Excerpts of location labeling data
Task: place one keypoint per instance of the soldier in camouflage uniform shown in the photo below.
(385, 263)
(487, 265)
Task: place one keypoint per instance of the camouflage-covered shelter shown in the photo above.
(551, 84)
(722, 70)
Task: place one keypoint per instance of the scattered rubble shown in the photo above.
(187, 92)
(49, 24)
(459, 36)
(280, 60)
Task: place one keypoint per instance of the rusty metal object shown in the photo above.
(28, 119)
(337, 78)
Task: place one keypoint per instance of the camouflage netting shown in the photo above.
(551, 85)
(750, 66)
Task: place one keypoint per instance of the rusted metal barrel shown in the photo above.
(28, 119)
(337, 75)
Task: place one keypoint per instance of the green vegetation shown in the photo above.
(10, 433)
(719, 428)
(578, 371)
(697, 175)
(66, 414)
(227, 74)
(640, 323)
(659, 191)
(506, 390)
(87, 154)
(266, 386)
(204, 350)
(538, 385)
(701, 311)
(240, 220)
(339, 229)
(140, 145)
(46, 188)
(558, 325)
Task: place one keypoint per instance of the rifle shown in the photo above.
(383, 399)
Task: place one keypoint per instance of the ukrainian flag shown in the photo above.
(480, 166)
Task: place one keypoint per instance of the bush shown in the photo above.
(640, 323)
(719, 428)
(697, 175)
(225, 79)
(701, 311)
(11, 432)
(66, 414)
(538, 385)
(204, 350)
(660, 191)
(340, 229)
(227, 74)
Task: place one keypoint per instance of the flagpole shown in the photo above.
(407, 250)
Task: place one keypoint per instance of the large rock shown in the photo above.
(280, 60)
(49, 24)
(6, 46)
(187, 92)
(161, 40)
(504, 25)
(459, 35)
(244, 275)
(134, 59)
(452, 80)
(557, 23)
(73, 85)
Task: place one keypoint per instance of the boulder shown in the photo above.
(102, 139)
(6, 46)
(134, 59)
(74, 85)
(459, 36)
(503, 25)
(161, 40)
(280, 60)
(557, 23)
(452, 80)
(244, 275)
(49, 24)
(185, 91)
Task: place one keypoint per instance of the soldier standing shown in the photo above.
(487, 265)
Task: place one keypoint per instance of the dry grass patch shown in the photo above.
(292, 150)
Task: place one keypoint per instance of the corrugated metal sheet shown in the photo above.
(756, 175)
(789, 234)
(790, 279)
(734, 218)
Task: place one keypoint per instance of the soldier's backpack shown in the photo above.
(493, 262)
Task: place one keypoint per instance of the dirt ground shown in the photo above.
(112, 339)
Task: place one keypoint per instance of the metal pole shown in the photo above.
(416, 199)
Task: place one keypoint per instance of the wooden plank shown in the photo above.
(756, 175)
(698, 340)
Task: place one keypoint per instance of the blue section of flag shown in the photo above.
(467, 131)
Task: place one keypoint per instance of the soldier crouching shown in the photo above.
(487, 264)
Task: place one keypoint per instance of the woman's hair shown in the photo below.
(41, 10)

SHORT TASK —
Repeat these records, swapping every "keypoint" for "marker" and leaving everything else unchanged.

ANSWER TO THIS TASK —
Task: place one marker per instance of the soldier in camouflage uniform shown in the photo below.
(385, 263)
(487, 265)
Task: place one marker per instance of the camouflage-covered shelter shown in the photo above.
(551, 84)
(722, 70)
Task: place one marker per instance of the scattered rubble shown in the photo above.
(187, 92)
(49, 24)
(459, 36)
(280, 60)
Task: place one marker per instance of the rusty metal object shown in the photo above.
(28, 119)
(337, 78)
Task: place one marker per instance of the camouflage netting shown in the photo above.
(551, 85)
(750, 66)
Task: place one marker per instance of the rusted metal barrel shown in the photo above.
(28, 119)
(337, 75)
Task: place one marker per instance of the green vegetation shown in the photo above.
(10, 433)
(719, 428)
(578, 371)
(697, 175)
(66, 414)
(227, 74)
(640, 323)
(659, 191)
(506, 390)
(87, 154)
(266, 386)
(204, 350)
(538, 385)
(701, 311)
(240, 220)
(339, 229)
(140, 145)
(46, 188)
(558, 325)
Task: place one marker per instance of the rifle shown in the photo above.
(383, 399)
Task: place one marker per instance of the ukrainian flag shown in the photo above.
(480, 166)
Task: place one marker per instance of the bush shown in the photo above.
(640, 323)
(719, 428)
(697, 175)
(225, 79)
(701, 311)
(11, 432)
(66, 414)
(538, 385)
(204, 350)
(660, 191)
(340, 229)
(227, 74)
Task: place one marker per instance of the flagpole shown in the photo above.
(407, 250)
Task: place one marker per instance of the large rock shown in the photo above.
(280, 60)
(49, 24)
(6, 46)
(187, 92)
(161, 40)
(504, 25)
(459, 35)
(244, 275)
(134, 59)
(452, 80)
(557, 23)
(73, 85)
Task: place one marker per instance of the boulder shown in the photo above.
(102, 139)
(6, 46)
(134, 59)
(74, 85)
(459, 36)
(503, 25)
(161, 40)
(280, 60)
(557, 23)
(452, 80)
(244, 275)
(49, 24)
(185, 91)
Task: place one marker per instance of the soldier standing shown in the photo above.
(487, 265)
Task: place one marker per instance of the dry grass patch shown in the photo above.
(292, 150)
Task: place one marker per instance of the corrugated metal sheet shown in the photo above.
(756, 175)
(789, 234)
(790, 279)
(734, 218)
Task: place one marker per instance of the soldier's backpack shown in the photo above.
(493, 262)
Task: place one marker per instance of the dirt ground shown in the photo above.
(112, 339)
Task: place one marker per instance of the metal pole shown in the photo above.
(416, 199)
Task: place one marker per instance of the wooden plank shown in the photo above.
(756, 175)
(698, 340)
Task: place one marker per instance of the blue section of flag shown in the photo above.
(467, 131)
Task: place one marker per instance of the soldier crouching shown in the photo above.
(487, 264)
Task: place one marker per instance of the woman's hair shown in the photo below.
(41, 10)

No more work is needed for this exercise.